Podane informacje.

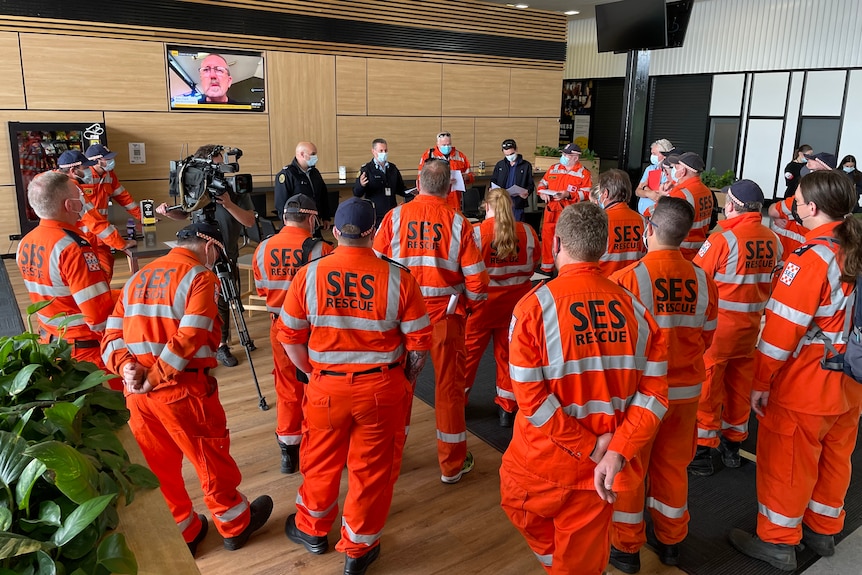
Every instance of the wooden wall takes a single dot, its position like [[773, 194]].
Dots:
[[340, 102]]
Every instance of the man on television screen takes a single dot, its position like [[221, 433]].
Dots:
[[215, 80]]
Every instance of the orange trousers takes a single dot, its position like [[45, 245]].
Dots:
[[289, 392], [567, 529], [188, 419], [357, 420], [666, 459], [448, 357], [725, 404], [803, 472]]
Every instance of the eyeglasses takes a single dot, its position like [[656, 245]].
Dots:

Treść polecenia. Przepisz wiernie wszystkie wiersze powyższego wykazu, pomijając obrazy.

Odpowiedź do zadania.
Every instance of the wooden wall takes a single dot, its position like [[773, 194]].
Dots:
[[340, 102]]
Every instance of the man on television screen takes a single dot, its position like [[221, 433]].
Dots:
[[215, 80]]
Every instance of the orange trousers takes a single dot, its position like [[45, 245]].
Dots:
[[289, 392], [567, 529], [188, 419], [357, 420], [666, 459], [448, 357], [725, 404], [803, 472]]
Every instance of the eyeglasses takes a single dot, its position like [[656, 245]].
Dots:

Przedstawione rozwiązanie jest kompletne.